-- Stated task --
Reproduce only the lines from the line containing "Can you see the pink sunglasses?" to the end of the entries below, including both of those lines.

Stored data
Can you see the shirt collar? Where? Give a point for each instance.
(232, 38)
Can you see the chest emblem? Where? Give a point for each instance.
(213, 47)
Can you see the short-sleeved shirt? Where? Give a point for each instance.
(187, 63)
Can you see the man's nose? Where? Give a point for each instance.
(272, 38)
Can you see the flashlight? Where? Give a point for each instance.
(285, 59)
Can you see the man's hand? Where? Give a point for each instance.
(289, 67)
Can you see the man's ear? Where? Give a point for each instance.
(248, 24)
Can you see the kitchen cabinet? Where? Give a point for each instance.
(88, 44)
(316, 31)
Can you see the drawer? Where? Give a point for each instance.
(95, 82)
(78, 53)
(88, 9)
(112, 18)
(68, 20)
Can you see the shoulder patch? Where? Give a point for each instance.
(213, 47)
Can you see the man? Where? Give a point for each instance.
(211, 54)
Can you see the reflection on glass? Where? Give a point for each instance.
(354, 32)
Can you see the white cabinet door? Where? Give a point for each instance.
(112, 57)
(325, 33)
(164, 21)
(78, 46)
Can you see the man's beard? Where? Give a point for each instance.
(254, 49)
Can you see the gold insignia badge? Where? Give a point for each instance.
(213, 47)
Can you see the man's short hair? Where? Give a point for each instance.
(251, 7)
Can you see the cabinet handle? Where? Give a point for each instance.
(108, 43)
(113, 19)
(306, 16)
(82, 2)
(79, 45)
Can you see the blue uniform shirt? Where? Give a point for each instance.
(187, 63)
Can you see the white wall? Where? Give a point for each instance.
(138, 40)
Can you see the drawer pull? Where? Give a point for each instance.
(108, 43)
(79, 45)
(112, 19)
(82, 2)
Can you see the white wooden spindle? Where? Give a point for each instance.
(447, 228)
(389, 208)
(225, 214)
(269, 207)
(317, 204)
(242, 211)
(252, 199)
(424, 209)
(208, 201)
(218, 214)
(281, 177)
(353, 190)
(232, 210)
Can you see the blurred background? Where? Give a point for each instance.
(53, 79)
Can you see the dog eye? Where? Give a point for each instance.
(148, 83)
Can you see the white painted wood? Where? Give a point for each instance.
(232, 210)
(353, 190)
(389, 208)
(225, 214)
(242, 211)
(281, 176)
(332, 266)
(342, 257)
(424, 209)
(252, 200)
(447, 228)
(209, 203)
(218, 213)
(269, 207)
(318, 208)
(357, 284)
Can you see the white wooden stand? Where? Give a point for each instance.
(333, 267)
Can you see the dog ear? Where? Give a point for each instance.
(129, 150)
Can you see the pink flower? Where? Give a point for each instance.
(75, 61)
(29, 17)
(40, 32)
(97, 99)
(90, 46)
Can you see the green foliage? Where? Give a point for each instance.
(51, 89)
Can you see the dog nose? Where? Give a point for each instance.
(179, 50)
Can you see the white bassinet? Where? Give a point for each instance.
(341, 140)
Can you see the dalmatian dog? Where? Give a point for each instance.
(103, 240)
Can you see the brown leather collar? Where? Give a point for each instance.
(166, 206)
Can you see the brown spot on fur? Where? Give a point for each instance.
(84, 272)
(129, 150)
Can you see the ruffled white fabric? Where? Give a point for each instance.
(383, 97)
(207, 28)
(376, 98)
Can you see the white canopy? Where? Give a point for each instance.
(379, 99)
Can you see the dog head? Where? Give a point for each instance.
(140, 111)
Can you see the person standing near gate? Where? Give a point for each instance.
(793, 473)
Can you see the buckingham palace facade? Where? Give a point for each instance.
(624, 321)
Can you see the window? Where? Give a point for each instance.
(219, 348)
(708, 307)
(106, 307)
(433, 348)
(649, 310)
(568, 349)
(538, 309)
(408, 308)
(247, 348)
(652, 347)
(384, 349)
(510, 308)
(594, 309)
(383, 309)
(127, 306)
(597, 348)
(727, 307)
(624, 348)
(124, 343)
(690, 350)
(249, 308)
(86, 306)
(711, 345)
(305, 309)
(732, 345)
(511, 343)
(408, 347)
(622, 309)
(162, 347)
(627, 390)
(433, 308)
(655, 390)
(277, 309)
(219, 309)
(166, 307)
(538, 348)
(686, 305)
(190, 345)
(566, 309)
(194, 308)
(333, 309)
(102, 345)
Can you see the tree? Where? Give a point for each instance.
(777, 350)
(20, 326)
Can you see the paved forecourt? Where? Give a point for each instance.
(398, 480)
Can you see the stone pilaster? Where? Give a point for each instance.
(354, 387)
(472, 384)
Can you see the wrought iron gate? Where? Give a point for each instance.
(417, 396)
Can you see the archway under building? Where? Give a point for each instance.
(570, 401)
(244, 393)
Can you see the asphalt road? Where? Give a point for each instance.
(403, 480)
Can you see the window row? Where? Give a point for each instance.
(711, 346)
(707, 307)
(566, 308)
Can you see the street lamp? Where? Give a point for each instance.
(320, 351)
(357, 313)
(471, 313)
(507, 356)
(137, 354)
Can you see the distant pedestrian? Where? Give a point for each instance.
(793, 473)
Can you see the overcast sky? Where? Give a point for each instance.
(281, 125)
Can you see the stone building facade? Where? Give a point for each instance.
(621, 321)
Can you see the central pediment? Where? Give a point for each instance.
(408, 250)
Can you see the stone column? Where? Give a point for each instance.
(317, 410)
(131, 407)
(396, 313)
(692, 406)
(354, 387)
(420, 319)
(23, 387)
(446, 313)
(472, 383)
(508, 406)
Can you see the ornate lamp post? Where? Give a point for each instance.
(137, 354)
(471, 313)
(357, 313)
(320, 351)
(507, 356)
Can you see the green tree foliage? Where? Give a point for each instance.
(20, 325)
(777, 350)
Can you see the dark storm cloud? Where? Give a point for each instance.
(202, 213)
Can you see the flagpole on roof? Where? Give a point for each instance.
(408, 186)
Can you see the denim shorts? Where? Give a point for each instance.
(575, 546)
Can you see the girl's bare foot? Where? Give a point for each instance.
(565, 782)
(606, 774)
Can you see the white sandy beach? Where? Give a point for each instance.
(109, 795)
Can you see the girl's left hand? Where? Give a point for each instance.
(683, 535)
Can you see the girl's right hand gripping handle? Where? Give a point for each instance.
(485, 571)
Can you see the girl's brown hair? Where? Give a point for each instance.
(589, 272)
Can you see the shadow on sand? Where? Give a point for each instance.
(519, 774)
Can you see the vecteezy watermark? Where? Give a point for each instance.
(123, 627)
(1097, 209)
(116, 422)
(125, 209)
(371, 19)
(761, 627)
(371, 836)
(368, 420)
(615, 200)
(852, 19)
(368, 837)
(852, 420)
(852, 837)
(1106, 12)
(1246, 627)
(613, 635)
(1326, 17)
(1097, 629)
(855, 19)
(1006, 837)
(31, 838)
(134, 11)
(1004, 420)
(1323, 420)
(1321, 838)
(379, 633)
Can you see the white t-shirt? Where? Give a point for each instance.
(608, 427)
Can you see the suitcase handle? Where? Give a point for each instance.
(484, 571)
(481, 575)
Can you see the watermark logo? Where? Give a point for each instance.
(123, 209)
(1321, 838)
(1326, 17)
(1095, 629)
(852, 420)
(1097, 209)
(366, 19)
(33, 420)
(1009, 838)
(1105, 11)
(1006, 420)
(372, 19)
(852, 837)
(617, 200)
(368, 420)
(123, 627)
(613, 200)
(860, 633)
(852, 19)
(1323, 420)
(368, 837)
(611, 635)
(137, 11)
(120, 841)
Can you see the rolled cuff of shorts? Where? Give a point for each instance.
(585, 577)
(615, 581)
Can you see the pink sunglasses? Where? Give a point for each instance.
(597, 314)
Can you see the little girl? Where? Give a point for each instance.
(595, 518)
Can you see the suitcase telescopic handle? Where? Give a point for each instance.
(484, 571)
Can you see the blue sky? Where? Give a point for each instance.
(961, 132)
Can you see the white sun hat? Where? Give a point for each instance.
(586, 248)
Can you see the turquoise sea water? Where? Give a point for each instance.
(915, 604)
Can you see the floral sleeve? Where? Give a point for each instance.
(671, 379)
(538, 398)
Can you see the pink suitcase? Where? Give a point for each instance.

-- Result for this exercise --
Can you see the pink sunglasses? Where? Give a point for each instance.
(597, 314)
Can you see the little girl? Where? Give a point for each instance.
(595, 518)
Can you see the suitcase telescopic handle? Where? Give a point for each instance.
(484, 571)
Can you see the blue sky? Where? Give a point for each instance.
(961, 132)
Can you see the white sun hat? Where? Give a point for each instance.
(586, 248)
Can you see the turquoise sea water? Where? Give a point for each instance.
(915, 604)
Can you see the floral sleeve? Where? Give a point for each instance.
(671, 379)
(538, 398)
Can you see the pink suitcase? Where? Give a point for each instance.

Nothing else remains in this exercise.